▸ **THE DATA**

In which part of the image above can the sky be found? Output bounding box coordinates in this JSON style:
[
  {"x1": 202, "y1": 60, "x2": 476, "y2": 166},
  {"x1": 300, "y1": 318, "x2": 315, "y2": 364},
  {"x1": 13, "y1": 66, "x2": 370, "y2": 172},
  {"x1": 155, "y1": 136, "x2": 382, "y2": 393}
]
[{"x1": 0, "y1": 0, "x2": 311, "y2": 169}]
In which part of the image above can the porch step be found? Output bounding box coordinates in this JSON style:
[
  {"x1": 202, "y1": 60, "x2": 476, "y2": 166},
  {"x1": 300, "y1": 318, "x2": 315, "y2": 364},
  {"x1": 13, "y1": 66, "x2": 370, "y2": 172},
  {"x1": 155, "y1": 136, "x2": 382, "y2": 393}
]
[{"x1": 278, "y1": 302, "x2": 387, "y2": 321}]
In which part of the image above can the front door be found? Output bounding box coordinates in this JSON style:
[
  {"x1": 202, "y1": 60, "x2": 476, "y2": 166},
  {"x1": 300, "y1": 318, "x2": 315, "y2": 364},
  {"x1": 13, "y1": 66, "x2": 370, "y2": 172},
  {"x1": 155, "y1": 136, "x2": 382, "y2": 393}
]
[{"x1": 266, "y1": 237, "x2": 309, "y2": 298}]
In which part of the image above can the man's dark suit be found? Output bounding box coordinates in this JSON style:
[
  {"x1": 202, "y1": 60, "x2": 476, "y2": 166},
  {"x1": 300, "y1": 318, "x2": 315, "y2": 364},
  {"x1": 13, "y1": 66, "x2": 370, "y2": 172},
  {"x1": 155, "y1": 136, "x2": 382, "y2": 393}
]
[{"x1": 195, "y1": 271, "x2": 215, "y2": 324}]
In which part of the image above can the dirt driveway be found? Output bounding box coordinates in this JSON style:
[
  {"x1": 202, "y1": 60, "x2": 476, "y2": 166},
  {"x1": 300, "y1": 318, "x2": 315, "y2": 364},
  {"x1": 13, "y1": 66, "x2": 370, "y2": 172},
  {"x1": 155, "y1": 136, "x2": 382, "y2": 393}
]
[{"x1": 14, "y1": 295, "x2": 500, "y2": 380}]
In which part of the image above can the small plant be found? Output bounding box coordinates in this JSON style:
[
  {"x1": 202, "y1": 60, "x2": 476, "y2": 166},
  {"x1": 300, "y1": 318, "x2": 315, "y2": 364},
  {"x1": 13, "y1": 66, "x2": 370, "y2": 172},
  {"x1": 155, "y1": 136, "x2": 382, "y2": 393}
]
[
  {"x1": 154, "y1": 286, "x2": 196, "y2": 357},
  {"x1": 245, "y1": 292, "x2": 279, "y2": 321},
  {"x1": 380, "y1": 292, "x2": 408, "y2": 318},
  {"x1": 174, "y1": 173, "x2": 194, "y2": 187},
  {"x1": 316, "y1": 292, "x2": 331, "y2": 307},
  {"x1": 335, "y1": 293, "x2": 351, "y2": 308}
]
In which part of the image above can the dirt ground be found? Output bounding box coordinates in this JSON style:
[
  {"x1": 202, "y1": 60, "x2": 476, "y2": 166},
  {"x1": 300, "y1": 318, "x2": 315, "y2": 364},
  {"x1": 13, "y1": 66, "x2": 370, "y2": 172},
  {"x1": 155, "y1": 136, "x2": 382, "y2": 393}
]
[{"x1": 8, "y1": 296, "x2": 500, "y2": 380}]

...

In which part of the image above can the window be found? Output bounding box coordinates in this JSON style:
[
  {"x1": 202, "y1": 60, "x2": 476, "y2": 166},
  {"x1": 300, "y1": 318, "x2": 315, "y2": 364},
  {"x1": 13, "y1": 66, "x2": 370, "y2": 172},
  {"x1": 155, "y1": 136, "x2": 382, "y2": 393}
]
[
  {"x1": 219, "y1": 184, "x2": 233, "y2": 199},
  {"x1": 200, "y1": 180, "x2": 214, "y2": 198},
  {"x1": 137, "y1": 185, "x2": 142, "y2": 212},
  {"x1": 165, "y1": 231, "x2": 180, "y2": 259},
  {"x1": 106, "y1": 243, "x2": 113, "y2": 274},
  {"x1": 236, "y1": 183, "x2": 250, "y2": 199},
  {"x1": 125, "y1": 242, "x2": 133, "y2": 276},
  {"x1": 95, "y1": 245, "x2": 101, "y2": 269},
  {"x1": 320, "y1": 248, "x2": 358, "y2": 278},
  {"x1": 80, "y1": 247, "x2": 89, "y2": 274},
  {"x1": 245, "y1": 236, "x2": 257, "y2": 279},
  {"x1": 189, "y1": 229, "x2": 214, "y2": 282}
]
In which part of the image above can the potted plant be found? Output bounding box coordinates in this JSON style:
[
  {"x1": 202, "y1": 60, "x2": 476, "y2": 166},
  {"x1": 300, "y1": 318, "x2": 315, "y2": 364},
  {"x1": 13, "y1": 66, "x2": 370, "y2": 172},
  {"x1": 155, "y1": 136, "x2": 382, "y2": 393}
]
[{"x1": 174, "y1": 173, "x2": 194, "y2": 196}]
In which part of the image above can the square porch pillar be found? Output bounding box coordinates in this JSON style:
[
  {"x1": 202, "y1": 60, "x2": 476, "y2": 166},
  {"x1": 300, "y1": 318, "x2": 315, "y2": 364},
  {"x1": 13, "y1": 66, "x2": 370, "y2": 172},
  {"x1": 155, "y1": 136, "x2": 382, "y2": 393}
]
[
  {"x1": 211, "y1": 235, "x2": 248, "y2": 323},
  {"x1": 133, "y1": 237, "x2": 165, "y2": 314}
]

...

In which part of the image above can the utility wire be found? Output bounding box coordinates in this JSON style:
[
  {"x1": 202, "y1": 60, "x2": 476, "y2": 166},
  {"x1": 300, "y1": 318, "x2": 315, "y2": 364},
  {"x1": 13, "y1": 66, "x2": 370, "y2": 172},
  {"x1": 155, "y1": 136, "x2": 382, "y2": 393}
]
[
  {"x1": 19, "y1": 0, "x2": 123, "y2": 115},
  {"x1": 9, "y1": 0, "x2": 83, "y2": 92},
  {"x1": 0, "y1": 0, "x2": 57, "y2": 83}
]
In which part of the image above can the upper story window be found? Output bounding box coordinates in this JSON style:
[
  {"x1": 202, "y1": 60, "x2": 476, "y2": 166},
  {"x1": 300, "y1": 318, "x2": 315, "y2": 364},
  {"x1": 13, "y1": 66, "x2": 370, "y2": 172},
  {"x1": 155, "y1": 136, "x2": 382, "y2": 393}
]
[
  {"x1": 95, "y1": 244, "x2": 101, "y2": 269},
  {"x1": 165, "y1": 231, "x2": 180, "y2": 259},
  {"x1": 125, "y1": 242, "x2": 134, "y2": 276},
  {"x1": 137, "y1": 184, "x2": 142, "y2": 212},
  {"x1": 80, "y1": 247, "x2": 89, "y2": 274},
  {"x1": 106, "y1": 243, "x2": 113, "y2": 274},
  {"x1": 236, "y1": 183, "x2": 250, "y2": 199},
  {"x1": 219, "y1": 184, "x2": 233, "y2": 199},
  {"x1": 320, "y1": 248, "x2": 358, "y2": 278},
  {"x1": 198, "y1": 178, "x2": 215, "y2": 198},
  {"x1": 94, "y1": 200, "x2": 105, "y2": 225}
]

▸ **GOAL**
From the data above, copy each line that contains the string "bounding", in order, treating uppercase and lowercase letters as different.

▸ **OUTPUT BELOW**
In which part of the image above can the sky be found? Output bounding box coordinates in this JSON style:
In which part of the image above can the porch step be found? Output bounding box coordinates in this JSON style:
In which part of the image above can the front door be found? Output bounding box coordinates in this JSON style:
In which part of the image above can the man's dark suit be found? Output bounding box coordinates in this JSON style:
In which part of the image above can the dirt driveway be found? Output bounding box coordinates in this JSON style:
In which part of the image above can the small plant be found? Output bounding box coordinates in this JSON style:
In which part of the image above can the dirt ground be found? Output bounding box coordinates in this JSON style:
In which part of the image above can the window be found? Output bounding box coordinates in this JSON style:
In which part of the image above can the potted plant be found? Output bounding box coordinates in this JSON style:
In which part of the image above can the square porch pillar be found? Output bounding box coordinates in this JSON style:
In which part of the image above can the utility wire be found? Output bounding box coordinates in this JSON style:
In which part of the image above can the upper story window be found? Output bounding box coordinates in this JSON style:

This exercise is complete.